GIVEN EXERCISE: Swap "pin" for "marker" everywhere in the listing below and write the whole listing out again with nothing else changed.

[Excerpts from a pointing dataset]
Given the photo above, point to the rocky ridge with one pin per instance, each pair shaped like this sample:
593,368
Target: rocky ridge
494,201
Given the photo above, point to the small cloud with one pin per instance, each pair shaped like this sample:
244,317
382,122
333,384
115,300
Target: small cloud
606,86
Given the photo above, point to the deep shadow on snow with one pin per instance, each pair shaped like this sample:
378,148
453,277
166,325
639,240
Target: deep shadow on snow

SOLUTION TO THIS TASK:
Given the photo above, point to the rocky ridge with one marker per instance, each pair shaped like this sample:
593,368
Target: rocky ridge
494,201
Given the photo above, point to the small cloud with one marker per instance, each pair shaped like this sample:
244,317
382,122
333,384
115,300
Target: small cloud
606,86
Given the photo above, point to the deep shadow on snow with one marker per instance, each pair shaped like this sample:
378,148
453,277
166,325
639,240
Target: deep shadow on snow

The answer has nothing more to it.